*Exercise prompt*
Give only the number of lines in the listing below that contain the string "building", treating uppercase and lowercase letters as different.

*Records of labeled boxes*
- - -

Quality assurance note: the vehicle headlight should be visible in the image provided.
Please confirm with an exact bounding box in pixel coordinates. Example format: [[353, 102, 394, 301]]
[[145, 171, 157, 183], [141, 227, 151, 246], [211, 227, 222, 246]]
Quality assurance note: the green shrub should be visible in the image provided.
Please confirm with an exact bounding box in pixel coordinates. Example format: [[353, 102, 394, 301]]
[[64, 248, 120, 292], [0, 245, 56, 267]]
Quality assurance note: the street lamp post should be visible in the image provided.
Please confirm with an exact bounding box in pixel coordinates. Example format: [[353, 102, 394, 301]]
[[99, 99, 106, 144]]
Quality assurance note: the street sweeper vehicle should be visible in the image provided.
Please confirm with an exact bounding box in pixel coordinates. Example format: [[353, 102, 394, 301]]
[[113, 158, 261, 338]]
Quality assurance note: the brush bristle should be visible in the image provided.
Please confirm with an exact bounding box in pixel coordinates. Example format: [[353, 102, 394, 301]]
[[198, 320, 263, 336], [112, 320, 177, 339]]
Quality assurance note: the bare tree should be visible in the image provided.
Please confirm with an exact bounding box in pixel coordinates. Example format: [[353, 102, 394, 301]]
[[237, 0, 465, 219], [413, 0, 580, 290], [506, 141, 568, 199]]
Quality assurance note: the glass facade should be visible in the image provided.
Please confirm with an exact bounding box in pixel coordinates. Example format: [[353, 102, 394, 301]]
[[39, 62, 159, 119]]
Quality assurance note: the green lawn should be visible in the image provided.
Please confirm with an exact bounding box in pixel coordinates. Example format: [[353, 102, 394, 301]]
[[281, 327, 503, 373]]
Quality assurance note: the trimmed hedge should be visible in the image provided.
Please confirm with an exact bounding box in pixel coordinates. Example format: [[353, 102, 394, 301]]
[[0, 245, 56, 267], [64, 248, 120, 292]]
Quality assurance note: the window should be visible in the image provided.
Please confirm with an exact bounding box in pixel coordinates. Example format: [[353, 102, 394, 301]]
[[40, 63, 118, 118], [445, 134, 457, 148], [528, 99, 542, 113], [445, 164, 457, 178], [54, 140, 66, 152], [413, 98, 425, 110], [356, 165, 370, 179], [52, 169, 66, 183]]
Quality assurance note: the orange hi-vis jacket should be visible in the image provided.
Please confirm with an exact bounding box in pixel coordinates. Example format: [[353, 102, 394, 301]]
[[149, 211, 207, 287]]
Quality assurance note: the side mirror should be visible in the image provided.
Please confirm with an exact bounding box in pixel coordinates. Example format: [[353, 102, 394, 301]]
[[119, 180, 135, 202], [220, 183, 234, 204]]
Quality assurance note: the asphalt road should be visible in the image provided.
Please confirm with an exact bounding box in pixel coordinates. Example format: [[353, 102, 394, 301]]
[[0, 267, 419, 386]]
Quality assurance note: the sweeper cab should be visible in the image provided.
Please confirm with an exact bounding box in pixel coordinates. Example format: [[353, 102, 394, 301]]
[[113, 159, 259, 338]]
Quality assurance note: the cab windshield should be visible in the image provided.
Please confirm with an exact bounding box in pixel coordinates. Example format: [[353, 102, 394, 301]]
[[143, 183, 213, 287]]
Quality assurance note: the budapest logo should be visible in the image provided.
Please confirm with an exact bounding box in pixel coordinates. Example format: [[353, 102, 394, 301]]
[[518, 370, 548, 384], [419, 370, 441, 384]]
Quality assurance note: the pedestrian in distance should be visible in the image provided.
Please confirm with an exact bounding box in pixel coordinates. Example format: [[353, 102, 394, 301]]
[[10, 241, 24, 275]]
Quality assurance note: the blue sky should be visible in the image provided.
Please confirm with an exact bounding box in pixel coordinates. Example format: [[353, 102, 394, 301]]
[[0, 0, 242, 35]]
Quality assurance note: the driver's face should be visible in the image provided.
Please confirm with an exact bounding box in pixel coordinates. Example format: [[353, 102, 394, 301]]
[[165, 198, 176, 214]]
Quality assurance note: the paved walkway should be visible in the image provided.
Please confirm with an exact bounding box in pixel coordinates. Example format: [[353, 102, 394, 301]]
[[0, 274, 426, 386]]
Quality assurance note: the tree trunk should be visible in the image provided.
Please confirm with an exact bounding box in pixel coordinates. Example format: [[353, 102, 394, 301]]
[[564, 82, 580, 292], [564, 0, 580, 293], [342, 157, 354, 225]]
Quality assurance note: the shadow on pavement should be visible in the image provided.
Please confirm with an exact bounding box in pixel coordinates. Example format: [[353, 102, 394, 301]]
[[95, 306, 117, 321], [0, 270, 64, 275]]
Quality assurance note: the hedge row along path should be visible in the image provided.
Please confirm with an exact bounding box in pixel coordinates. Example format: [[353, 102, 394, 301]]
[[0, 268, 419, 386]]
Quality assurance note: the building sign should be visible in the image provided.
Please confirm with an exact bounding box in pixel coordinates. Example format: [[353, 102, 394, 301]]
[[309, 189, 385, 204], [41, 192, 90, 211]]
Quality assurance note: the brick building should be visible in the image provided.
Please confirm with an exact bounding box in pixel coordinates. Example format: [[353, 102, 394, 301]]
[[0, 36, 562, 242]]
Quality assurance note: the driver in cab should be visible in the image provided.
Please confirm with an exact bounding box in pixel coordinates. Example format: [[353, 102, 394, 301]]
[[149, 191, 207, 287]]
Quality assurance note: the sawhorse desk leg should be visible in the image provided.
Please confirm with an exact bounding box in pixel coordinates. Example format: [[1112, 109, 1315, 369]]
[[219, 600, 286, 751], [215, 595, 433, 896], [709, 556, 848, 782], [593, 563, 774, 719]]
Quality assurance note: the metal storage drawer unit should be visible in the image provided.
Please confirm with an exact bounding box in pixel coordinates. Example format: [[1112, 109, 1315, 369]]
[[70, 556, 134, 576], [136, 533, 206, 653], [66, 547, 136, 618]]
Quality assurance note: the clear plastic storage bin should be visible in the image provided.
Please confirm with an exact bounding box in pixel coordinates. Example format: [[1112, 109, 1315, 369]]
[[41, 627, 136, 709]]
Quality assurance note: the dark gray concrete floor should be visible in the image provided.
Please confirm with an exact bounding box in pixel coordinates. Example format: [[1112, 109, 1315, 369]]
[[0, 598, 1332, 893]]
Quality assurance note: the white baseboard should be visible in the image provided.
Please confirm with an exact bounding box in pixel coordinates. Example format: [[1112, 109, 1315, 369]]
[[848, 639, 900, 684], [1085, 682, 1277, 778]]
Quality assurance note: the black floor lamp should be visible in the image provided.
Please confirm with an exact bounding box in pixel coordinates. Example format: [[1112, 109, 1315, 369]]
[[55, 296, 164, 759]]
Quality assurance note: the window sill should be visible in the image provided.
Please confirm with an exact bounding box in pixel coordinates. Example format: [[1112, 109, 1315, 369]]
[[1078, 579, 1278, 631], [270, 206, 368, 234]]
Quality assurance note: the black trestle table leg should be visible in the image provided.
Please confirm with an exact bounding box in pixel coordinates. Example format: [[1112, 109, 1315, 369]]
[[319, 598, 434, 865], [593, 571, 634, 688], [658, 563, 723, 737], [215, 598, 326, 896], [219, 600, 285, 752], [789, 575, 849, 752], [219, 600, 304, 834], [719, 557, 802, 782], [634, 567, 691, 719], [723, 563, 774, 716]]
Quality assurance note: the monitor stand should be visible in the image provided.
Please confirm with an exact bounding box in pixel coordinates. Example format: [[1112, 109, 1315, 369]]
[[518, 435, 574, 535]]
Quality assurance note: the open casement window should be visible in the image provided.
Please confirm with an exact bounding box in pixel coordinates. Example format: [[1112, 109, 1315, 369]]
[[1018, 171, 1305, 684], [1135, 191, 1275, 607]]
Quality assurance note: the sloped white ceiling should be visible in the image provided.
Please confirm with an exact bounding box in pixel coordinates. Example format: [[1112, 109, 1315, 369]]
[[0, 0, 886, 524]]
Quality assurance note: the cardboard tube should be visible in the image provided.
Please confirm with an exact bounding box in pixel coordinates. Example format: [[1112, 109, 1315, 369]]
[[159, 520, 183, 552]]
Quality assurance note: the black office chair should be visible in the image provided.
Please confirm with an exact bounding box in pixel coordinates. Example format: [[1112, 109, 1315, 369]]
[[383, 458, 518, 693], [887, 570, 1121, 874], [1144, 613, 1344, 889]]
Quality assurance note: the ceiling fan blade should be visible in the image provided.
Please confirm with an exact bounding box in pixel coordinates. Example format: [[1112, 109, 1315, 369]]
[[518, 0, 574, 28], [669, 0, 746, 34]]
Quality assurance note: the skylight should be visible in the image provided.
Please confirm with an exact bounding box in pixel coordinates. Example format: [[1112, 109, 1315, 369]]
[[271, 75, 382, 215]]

- - -

*Output of the exercise*
2